[REQUIREMENT]:
Each of the entries below should be written out exactly as it reads.

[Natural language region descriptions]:
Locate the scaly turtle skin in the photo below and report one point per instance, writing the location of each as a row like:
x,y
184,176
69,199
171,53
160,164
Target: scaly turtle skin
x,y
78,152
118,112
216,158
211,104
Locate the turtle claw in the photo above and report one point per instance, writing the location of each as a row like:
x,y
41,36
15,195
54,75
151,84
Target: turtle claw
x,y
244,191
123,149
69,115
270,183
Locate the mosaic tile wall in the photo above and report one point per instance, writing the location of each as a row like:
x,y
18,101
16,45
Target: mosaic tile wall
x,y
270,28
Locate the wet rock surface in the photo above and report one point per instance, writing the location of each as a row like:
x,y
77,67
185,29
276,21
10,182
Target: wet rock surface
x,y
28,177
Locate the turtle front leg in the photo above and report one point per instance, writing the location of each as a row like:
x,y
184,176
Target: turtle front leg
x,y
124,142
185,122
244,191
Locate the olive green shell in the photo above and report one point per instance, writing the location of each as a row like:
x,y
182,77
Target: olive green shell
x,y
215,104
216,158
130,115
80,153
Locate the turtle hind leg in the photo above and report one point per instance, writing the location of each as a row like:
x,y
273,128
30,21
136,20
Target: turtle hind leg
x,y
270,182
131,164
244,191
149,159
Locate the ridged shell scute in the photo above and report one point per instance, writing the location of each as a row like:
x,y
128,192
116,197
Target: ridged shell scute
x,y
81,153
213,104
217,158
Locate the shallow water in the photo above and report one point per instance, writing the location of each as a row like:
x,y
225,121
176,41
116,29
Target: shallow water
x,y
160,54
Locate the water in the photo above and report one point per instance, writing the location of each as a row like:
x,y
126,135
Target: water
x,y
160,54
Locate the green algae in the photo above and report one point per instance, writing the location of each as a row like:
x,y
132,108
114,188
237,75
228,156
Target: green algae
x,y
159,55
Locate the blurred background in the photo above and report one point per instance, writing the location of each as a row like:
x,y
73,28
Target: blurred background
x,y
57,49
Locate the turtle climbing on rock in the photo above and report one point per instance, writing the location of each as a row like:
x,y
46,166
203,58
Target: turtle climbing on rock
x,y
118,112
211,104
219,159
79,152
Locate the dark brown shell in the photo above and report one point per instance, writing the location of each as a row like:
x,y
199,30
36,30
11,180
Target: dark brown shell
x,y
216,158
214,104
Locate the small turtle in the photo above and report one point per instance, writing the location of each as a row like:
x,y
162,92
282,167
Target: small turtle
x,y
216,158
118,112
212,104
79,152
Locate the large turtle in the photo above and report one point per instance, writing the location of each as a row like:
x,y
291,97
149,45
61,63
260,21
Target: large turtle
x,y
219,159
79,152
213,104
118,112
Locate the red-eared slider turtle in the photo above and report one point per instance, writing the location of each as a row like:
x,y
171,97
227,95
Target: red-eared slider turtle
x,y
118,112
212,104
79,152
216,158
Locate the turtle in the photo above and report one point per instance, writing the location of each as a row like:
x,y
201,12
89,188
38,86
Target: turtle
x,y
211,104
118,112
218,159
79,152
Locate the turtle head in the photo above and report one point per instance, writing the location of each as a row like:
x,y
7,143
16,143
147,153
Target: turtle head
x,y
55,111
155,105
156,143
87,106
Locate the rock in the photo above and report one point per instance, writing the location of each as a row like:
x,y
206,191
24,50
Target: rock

[SOLUTION FOR THIS EXERCISE]:
Locate the scaly turtle skin in the photo below and report one point per instance, writing the location of each as a row like:
x,y
184,176
69,199
171,53
160,164
Target: scaly turtle skin
x,y
78,152
118,112
216,158
211,104
Locate the turtle claw in the photo above and report one point per instance, writing the location of each as a row like:
x,y
41,36
15,195
54,75
151,84
Target: turtle claw
x,y
244,191
123,149
69,115
270,183
Locate the mosaic tile wall in the photo above and report one point per instance, writing the location of each as a row like:
x,y
18,101
16,45
Target: mosaic tile wall
x,y
270,28
Locate the wet rock surface in the photo above and report one point per instance, writing the location of each as a row like:
x,y
77,67
185,29
276,21
10,182
Target: wet rock surface
x,y
28,177
Locate the turtle front leg in the photo above and report one point per instance, writing the location of each as a row like:
x,y
184,176
Target: turtle front leg
x,y
124,142
185,122
244,191
Locate the olive green shell in the photo above and report one point per instance, writing the location of each as a row like:
x,y
182,77
Target: olive green shell
x,y
215,104
216,158
130,115
80,153
Locate the turtle hind leg in the photo above and report one point per instance, writing the location of each as a row like:
x,y
273,128
30,21
136,20
Target: turtle hind leg
x,y
270,182
131,164
244,191
149,159
Locate the ridged shell scute in the photo above and report one point per instance, writing the location of each as a row like:
x,y
128,192
116,197
Target: ridged shell scute
x,y
81,153
213,104
217,158
Locate the shallow water in the photo above and report one point per instance, writing the location of each as a row like:
x,y
225,121
176,41
116,29
Target: shallow water
x,y
160,54
Locate the water in the photo above and report one point per instance, writing the location of each as a row like:
x,y
126,135
Target: water
x,y
160,54
Locate the green algae in the photo above and report one point per instance, writing the location of each as a row like:
x,y
132,108
114,188
237,75
228,156
Target: green algae
x,y
159,55
Locate the blurred background in the photo above and report one point per instance, writing the location of each as a row like:
x,y
73,28
Target: blurred background
x,y
57,49
Locate the turtle climbing on rock in the photo above and report one point per instance, writing the location of each as a row like:
x,y
46,166
203,58
Target: turtle climbing on rock
x,y
118,112
211,104
219,159
79,152
Locate the dark brown shell in the photo above and report one point per instance, writing the location of each as a row like:
x,y
199,30
36,30
11,180
Target: dark brown shell
x,y
216,158
214,104
Locate the small turtle in the photo above and report one point per instance, writing the location of each as a row like:
x,y
162,92
282,167
Target: small turtle
x,y
216,158
118,112
212,104
79,152
Locate the large turtle in the photo above and report one point per instance, writing the location of each as a row like:
x,y
291,97
149,45
61,63
260,21
Target: large turtle
x,y
219,159
79,152
213,104
118,112
Locate the red-eared slider turtle in the photo above and report one point per instance, writing the location of each as a row like:
x,y
171,97
227,95
Target: red-eared slider turtle
x,y
118,112
212,104
79,152
216,158
Locate the turtle in the photo above and report one point per instance, writing the location of each as a row like:
x,y
201,12
89,188
38,86
Target: turtle
x,y
211,104
118,112
218,159
79,152
Locate the turtle head in the photo above and report one point per instance, writing the location of each as a row like:
x,y
7,143
16,143
147,153
Target: turtle head
x,y
55,111
155,105
156,143
87,106
Locate the rock in the photo above and report one point per instance, writing the location of each as a row like:
x,y
206,191
24,50
Target: rock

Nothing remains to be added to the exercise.